▶ **Énoncé A**:
Mettez sous forme de tableau Markdown les lignes brutes, de la ligne contenant « trace woman's face, every instance » jusqu'à la dernière ligne incluse. Utilisez une colonne « N° » pour le numéro de ligne et une colonne « Contenu » pour la ligne elle-même, en omettant les lignes vides.

Les Français au divan !…

     

Ve.24.6.2022

Dans mon département, l’Aude, ses habitants se sont réveillés un lundi matin avec trois députés RN. Et depuis, comme partout ailleurs dans ce pays, sonne un même concert de lamentations sur un seul thème, obsédant : « c’est la faute à Macron » ; un concert envahissant tout l’espace radiophonique et télévisuel, notamment, et comme dirigé par un « chef » omniprésent mais invisible, en quelque sorte fractal, qui en donnerait le rythme et le ton face à des spectateurs, de moins en moins intéressés cependant, cherchant à tout prix un exutoire à leurs désirs contradictoires. Aussi, comme toujours dans ce genre de circonstances, j‘en arrive à me demander si ce « chef » symbolique là, toujours en état de guerre permanente et voulant toujours « tuer le Père », n’était pas malheureusement la preuve d’un rapport des « français » et de leurs représentants, au réel politique, relevant moins, pour le comprendre, de « sciences » prétendument spécialisées, que de la psychanalyse.

   

Le jour du solstice d’été fut sans lumière…

   

Entre le grau des Ayguades et la plage des Chalets, la mer grondait, l’air était poisseux et les nuages bas, noirs, bouchaient l’horizon et couvraient la Clape. Tout était gris. L’écume seule traçait ses sillons argentés sur des vagues déchaînées. Le monde était sombre, en colère. Pour franchir le chenal de Mateilles, j’ai pris la passerelle joliment nommée « des mots doux ». Le ciel s’était soudainement éclairci. Je m’y suis arrêté quelques instants, avant de continuer ma route. Un simple mot suspend le temps. Il suscite un enchaînement infini de pensées. Doux ! Quand hier encore sur la plage le sable griffait les visages et des mots sur les ondes violentaient les esprits. Le jour le plus long de l’année ne tiendra donc pas sa promesse, pensais-je : il se couchera sans lumière. Mais quelle paix après de si vains efforts !

▶ **Énoncé B**:
Citez, dans l'extrait de page ci-dessus, le passage allant de « Le jour du solstice » jusqu'à « vains efforts ! » inclus.

Lignes brutes
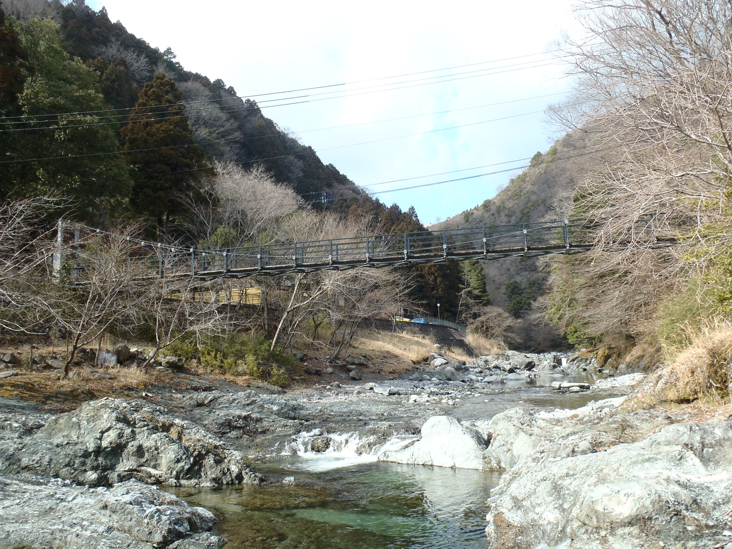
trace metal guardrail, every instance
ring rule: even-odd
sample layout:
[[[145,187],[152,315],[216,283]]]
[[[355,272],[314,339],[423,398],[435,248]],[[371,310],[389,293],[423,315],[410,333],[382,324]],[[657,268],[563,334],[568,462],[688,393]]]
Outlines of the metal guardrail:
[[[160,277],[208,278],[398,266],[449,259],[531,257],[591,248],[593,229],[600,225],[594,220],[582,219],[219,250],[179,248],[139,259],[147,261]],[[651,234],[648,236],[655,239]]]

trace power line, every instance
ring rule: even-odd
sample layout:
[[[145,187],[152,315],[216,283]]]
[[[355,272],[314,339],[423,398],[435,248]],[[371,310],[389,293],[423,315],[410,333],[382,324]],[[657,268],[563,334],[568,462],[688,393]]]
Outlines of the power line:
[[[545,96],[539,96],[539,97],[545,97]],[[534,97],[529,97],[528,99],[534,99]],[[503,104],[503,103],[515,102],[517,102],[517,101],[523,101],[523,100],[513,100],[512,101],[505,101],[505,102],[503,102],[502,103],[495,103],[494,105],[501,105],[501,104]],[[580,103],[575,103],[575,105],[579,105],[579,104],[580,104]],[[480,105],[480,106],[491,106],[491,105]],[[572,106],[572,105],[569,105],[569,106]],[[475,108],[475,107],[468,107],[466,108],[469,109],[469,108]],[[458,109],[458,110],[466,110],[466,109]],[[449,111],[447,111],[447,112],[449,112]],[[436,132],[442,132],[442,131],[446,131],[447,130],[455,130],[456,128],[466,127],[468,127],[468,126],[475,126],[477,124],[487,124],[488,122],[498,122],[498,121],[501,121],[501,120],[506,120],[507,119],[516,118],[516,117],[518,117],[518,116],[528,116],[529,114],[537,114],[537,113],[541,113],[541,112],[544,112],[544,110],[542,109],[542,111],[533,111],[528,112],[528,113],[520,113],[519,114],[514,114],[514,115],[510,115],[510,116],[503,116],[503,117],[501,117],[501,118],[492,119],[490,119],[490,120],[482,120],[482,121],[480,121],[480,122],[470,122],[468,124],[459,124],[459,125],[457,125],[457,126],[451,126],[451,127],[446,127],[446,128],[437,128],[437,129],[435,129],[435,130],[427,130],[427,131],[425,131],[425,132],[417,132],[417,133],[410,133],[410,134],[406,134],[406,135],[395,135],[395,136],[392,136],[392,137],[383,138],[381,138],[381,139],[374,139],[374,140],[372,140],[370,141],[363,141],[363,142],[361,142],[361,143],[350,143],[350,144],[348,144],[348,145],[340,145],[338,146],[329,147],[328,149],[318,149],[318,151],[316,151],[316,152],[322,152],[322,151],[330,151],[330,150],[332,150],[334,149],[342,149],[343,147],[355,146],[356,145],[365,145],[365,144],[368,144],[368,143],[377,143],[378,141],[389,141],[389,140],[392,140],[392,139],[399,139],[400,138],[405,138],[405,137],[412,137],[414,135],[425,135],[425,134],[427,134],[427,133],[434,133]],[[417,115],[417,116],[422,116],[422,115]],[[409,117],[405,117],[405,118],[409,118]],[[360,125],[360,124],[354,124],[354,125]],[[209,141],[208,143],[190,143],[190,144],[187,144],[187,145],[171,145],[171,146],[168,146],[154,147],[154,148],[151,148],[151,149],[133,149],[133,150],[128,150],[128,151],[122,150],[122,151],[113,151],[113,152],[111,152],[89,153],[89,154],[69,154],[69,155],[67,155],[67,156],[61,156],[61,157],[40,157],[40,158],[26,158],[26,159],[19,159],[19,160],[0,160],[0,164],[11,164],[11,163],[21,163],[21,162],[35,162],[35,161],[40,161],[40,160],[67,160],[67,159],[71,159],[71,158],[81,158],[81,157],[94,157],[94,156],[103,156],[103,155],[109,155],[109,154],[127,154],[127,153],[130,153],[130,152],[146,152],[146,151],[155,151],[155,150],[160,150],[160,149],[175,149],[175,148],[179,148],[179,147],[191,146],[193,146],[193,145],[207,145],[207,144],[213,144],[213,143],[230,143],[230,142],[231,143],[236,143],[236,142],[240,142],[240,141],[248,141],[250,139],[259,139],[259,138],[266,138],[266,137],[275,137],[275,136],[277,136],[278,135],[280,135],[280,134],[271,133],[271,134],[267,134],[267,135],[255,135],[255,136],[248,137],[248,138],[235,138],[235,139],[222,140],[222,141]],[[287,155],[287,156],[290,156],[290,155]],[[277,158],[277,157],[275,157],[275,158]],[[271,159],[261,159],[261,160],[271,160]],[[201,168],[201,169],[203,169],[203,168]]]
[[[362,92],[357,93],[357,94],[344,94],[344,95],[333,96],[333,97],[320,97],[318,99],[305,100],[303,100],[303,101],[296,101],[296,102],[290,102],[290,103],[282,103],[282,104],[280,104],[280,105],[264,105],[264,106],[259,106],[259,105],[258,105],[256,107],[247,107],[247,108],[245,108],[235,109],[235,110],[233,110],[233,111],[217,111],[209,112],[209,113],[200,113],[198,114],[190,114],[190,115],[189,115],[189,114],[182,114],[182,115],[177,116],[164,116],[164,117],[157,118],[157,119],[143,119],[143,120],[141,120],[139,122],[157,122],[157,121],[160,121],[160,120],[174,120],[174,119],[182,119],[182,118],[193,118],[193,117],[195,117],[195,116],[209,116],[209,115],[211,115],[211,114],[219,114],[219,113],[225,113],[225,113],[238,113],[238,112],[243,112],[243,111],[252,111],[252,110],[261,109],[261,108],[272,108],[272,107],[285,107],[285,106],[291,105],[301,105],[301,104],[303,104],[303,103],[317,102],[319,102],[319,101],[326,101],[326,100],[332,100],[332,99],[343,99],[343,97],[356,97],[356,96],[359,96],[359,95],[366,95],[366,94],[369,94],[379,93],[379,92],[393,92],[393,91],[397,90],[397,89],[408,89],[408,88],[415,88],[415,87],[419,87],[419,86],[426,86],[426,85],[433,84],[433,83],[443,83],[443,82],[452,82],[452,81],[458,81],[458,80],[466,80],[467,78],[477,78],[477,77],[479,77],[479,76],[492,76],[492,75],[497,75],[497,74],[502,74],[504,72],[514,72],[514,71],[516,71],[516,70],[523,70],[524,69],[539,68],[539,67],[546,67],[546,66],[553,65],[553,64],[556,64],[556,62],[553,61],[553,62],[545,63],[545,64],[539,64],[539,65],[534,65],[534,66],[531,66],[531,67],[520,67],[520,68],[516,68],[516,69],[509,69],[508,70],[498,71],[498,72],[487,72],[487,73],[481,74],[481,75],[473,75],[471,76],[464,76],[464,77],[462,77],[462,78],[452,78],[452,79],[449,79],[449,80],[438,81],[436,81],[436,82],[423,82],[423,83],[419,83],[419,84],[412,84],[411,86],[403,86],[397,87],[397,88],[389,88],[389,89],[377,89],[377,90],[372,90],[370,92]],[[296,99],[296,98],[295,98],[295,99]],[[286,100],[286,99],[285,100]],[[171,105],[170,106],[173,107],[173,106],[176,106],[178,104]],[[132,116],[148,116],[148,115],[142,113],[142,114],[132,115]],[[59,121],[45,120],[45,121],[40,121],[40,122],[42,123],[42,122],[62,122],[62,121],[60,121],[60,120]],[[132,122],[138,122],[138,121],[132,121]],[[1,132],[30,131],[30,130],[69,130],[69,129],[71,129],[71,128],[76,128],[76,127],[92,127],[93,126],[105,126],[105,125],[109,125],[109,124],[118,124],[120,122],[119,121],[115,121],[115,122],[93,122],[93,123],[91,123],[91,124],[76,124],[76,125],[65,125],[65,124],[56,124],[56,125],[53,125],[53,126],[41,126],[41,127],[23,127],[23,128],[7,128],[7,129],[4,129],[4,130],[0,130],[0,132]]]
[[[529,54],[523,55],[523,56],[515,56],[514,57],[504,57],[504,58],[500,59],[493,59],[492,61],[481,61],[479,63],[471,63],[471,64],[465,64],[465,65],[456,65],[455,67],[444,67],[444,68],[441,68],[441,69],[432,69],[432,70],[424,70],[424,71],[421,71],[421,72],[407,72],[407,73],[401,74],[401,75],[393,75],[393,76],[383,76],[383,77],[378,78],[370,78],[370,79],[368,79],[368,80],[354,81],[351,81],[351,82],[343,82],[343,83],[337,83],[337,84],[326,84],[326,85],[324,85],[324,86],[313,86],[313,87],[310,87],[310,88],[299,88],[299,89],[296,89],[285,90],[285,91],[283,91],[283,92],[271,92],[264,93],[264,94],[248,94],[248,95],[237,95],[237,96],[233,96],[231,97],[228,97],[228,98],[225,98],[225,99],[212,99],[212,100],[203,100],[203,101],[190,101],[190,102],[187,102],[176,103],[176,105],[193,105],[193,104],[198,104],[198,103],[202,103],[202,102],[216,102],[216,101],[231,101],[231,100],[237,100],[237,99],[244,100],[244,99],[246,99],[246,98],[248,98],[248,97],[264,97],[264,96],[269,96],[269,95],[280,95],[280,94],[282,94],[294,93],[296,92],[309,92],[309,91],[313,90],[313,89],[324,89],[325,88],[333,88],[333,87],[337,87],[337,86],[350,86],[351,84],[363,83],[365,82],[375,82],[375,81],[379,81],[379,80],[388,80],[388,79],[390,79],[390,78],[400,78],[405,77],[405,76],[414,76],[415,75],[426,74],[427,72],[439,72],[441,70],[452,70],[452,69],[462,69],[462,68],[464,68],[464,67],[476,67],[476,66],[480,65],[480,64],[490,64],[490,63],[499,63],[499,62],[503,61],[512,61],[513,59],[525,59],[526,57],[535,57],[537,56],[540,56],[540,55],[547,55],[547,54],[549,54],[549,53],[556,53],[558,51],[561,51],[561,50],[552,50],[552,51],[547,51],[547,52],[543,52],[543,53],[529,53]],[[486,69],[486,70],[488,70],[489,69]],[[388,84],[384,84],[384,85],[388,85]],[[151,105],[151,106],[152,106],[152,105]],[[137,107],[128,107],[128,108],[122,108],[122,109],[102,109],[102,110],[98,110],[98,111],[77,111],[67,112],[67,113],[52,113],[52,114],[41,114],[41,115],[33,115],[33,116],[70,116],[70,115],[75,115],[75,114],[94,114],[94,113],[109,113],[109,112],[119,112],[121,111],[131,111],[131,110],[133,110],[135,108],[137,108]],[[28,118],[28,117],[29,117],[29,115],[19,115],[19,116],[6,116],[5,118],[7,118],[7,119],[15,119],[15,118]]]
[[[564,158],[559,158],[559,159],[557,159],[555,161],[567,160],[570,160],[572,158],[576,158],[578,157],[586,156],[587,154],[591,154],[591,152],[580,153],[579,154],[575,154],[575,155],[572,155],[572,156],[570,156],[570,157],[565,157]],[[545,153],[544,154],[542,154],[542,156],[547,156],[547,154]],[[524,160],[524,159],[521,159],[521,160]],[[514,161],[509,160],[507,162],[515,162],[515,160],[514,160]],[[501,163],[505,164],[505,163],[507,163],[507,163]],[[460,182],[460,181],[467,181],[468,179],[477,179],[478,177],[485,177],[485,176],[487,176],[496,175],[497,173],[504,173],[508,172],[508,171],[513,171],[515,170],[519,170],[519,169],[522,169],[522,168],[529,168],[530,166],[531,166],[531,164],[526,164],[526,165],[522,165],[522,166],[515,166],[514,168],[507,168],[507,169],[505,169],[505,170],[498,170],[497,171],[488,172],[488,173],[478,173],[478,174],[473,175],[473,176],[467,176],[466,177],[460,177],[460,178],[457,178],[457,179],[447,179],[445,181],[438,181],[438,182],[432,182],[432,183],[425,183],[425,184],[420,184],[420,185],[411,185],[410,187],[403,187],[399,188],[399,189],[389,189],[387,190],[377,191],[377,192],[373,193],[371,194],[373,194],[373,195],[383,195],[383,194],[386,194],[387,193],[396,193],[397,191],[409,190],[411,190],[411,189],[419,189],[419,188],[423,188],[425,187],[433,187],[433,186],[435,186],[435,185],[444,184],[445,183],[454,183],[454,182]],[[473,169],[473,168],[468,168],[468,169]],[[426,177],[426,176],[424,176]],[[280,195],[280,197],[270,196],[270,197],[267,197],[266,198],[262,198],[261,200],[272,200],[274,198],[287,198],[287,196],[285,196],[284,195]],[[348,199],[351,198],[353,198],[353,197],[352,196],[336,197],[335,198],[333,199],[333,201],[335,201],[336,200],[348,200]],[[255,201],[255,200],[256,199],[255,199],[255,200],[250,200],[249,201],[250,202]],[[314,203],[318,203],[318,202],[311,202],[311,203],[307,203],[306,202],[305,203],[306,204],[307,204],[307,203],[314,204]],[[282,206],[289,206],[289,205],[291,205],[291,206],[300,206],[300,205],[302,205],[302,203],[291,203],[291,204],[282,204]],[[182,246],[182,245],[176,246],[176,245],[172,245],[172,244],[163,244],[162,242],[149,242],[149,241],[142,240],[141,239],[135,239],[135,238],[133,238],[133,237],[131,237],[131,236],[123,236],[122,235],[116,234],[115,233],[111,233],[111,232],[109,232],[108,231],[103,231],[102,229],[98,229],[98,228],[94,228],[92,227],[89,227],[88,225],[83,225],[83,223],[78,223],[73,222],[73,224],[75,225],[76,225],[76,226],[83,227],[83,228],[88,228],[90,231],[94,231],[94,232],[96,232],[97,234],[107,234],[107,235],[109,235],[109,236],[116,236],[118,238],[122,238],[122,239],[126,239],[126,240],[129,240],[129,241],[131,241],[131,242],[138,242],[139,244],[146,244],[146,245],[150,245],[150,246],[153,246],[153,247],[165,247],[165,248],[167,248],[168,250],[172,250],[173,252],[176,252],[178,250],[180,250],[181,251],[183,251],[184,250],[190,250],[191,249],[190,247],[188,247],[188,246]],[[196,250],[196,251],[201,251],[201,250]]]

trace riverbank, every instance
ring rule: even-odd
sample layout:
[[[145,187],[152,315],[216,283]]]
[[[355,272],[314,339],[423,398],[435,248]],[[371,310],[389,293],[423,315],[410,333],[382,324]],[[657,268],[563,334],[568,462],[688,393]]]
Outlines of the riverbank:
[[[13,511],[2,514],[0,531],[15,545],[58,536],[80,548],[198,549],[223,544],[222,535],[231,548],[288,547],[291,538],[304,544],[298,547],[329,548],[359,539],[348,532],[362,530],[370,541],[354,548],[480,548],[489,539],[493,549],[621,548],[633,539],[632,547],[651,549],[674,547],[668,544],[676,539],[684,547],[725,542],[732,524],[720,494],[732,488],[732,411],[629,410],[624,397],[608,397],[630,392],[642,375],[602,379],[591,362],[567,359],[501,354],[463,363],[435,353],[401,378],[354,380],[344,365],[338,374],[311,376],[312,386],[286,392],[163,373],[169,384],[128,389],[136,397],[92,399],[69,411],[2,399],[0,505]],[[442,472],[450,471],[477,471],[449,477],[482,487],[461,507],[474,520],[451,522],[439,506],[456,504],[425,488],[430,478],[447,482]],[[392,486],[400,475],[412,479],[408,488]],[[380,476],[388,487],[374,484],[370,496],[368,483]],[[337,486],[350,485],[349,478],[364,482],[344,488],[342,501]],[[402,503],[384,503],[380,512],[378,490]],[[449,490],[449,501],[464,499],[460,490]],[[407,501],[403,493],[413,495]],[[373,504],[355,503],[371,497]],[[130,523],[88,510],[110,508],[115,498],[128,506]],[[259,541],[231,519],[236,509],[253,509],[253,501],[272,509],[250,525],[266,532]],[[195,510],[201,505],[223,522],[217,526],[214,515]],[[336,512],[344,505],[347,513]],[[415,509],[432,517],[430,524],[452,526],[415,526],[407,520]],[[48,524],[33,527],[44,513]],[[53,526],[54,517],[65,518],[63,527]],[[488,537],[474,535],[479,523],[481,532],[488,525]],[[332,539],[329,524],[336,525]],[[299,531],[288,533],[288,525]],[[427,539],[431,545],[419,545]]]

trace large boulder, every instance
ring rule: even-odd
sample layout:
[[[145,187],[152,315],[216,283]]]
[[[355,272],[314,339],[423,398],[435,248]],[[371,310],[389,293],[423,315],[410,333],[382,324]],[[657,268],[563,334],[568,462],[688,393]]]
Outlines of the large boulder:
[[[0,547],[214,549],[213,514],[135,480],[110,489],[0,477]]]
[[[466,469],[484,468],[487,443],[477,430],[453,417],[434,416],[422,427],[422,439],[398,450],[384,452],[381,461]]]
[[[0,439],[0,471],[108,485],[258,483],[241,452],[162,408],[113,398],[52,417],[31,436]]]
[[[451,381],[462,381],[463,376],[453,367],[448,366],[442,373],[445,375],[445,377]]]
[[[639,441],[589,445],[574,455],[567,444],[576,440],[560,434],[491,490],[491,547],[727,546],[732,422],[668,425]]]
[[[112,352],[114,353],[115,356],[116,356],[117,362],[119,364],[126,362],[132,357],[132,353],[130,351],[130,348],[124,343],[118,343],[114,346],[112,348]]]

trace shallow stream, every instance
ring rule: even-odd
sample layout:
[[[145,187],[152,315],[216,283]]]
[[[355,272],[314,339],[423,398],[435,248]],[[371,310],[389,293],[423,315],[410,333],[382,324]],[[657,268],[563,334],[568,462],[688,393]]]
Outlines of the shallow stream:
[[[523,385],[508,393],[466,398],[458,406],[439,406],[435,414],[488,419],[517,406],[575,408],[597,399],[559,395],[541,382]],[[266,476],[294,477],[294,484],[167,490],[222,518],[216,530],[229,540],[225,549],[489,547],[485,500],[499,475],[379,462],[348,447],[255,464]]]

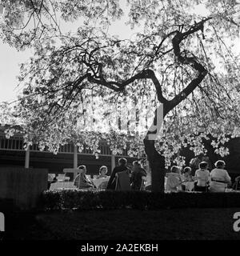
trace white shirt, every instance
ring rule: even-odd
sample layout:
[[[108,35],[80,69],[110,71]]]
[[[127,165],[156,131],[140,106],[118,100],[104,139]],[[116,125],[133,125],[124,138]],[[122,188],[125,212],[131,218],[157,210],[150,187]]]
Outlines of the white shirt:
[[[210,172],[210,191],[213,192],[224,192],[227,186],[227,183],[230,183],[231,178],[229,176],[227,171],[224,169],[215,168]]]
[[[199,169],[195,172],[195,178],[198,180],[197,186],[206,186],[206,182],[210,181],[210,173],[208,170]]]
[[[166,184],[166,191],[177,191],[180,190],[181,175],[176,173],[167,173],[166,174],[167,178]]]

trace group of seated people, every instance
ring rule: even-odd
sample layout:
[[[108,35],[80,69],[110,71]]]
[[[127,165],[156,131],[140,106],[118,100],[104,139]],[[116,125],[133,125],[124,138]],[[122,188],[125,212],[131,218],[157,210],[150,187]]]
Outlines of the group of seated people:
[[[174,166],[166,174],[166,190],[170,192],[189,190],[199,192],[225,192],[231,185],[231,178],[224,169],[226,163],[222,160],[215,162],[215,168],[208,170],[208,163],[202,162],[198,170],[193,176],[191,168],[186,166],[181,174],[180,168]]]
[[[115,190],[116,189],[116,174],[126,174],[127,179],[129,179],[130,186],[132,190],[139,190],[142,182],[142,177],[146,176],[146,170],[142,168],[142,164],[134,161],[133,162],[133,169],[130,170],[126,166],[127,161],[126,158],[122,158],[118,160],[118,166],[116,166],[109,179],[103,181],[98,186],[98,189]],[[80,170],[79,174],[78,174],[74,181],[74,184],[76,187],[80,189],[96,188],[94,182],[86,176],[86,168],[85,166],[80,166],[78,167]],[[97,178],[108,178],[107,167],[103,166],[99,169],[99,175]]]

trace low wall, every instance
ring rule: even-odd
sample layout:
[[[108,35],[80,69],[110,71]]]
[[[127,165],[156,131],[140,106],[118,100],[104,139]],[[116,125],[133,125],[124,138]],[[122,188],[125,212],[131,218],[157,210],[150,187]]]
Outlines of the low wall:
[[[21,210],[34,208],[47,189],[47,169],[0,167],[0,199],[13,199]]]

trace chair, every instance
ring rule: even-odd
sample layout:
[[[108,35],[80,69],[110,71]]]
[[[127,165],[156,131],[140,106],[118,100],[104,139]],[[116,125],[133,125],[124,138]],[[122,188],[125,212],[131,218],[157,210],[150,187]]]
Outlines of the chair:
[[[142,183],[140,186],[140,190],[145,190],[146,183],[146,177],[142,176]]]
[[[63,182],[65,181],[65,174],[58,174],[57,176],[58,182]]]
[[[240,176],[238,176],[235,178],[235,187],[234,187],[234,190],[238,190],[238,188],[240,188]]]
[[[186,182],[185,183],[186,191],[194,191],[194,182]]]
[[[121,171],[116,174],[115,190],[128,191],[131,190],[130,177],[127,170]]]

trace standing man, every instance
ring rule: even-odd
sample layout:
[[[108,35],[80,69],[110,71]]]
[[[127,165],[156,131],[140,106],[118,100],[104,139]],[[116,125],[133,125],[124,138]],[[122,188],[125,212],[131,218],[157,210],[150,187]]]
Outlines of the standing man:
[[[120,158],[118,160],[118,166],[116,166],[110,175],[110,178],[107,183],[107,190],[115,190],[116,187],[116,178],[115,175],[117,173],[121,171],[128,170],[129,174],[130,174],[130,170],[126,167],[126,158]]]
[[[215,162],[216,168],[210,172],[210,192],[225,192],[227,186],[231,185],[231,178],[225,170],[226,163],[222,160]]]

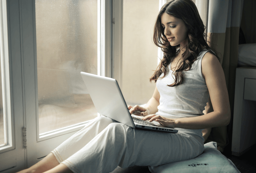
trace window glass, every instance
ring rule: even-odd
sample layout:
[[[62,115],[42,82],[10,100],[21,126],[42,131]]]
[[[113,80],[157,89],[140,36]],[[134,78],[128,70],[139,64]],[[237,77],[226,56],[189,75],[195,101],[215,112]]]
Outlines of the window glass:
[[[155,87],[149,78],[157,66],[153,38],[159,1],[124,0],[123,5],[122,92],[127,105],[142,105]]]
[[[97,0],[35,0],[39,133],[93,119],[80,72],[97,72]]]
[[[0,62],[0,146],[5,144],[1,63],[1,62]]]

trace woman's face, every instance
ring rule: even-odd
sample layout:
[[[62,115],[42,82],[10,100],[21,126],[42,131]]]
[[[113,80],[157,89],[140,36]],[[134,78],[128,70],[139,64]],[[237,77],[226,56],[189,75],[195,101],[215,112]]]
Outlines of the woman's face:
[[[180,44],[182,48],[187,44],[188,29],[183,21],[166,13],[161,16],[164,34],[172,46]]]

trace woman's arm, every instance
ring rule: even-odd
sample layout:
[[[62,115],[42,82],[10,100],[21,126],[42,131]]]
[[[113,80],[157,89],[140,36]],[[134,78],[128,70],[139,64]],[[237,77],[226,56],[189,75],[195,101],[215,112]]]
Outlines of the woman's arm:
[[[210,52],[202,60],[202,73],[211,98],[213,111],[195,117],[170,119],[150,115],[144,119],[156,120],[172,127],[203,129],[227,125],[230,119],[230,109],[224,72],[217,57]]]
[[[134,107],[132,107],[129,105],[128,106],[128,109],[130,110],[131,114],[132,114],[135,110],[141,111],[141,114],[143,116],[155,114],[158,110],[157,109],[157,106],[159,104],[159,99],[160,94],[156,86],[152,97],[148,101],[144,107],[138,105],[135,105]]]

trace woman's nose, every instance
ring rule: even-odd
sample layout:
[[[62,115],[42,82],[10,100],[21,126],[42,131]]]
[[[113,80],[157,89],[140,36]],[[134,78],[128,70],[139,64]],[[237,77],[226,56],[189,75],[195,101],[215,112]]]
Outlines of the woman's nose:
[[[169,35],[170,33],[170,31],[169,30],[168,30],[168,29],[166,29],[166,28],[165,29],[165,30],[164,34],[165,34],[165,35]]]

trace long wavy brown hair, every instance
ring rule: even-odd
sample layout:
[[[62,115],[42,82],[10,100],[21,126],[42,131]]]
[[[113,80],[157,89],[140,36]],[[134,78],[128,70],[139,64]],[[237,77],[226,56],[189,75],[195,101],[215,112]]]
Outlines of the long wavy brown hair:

▶ **Résultat de l'exercice A**:
| N° | Contenu |
|---|---|
| 1 | trace woman's face, every instance |
| 2 | ring rule: even-odd |
| 3 | sample layout: |
| 4 | [[[62,115],[42,82],[10,100],[21,126],[42,131]]] |
| 5 | [[[113,80],[157,89],[140,36]],[[134,78],[128,70],[139,64]],[[237,77],[226,56],[189,75],[195,101],[215,112]]] |
| 6 | Outlines of the woman's face: |
| 7 | [[[180,44],[182,48],[187,44],[188,29],[183,21],[166,13],[161,16],[164,34],[172,46]]] |
| 8 | trace woman's arm, every instance |
| 9 | ring rule: even-odd |
| 10 | sample layout: |
| 11 | [[[62,115],[42,82],[10,100],[21,126],[42,131]]] |
| 12 | [[[113,80],[157,89],[140,36]],[[134,78],[128,70],[139,64]],[[237,77],[226,56],[189,75],[195,101],[215,112]]] |
| 13 | Outlines of the woman's arm: |
| 14 | [[[210,52],[202,60],[202,73],[211,98],[213,111],[195,117],[170,119],[150,115],[144,119],[156,120],[172,127],[203,129],[227,125],[230,119],[230,109],[224,72],[217,57]]] |
| 15 | [[[134,107],[132,107],[129,105],[128,106],[128,109],[130,110],[131,114],[132,114],[135,110],[141,111],[141,114],[143,116],[155,114],[158,110],[157,109],[157,106],[159,104],[159,99],[160,94],[156,86],[152,97],[148,101],[144,107],[138,105],[135,105]]] |
| 16 | trace woman's nose, every instance |
| 17 | ring rule: even-odd |
| 18 | sample layout: |
| 19 | [[[62,115],[42,82],[10,100],[21,126],[42,131]]] |
| 20 | [[[113,80],[157,89],[140,36]],[[134,78],[128,70],[139,64]],[[237,77],[226,56],[189,75],[195,101],[215,112]]] |
| 21 | Outlines of the woman's nose: |
| 22 | [[[169,35],[170,33],[170,31],[169,30],[168,30],[168,29],[166,29],[166,28],[165,29],[165,30],[164,34],[165,34],[165,35]]] |
| 23 | trace long wavy brown hair, every instance |
| 24 | ring rule: even-odd |
| 25 | sample layout: |
| 26 | [[[62,115],[42,82],[10,100],[21,126],[42,131]]] |
| 27 | [[[113,80],[157,89],[140,36]],[[134,78],[128,70],[139,64]],[[237,77],[226,56],[189,75],[195,101],[215,112]]] |
| 28 | Outlines of the long wavy brown hair: |

▶ **Résultat de l'exercice B**:
Le jour du solstice d’été fut sans lumière…

   

Entre le grau des Ayguades et la plage des Chalets, la mer grondait, l’air était poisseux et les nuages bas, noirs, bouchaient l’horizon et couvraient la Clape. Tout était gris. L’écume seule traçait ses sillons argentés sur des vagues déchaînées. Le monde était sombre, en colère. Pour franchir le chenal de Mateilles, j’ai pris la passerelle joliment nommée « des mots doux ». Le ciel s’était soudainement éclairci. Je m’y suis arrêté quelques instants, avant de continuer ma route. Un simple mot suspend le temps. Il suscite un enchaînement infini de pensées. Doux ! Quand hier encore sur la plage le sable griffait les visages et des mots sur les ondes violentaient les esprits. Le jour le plus long de l’année ne tiendra donc pas sa promesse, pensais-je : il se couchera sans lumière. Mais quelle paix après de si vains efforts !